> PROVIDED DATA
+++

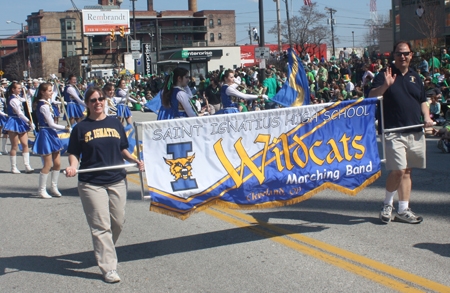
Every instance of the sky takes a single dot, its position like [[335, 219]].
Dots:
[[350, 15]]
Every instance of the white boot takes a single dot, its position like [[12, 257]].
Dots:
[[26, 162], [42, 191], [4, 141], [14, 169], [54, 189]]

+++

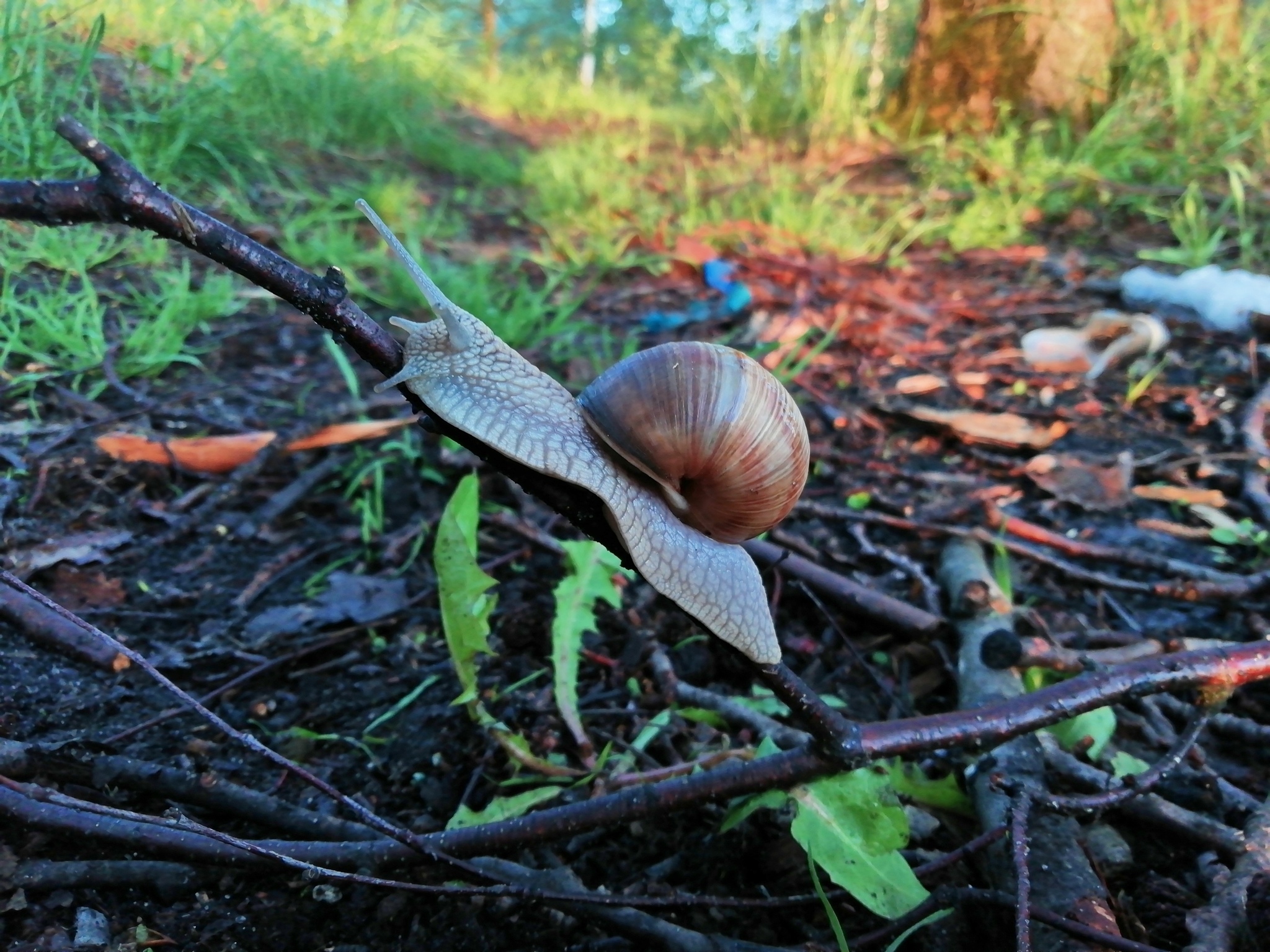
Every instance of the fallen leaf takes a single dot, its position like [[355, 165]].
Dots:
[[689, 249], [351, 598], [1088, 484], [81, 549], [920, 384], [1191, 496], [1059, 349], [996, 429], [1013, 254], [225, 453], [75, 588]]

+++

> YOUR OBJECTIVE
Copy the lines between the one containing "Every instance of the fallen" and the one containing "453], [75, 588]]", inclusive, exactly as they appear in the items above.

> WORKED ANSWER
Every instance of the fallen leaf takes a single dot, its position like [[355, 165]].
Dots:
[[689, 249], [351, 598], [1088, 484], [81, 549], [920, 384], [1191, 496], [1059, 349], [996, 429], [1013, 254], [225, 453], [75, 588]]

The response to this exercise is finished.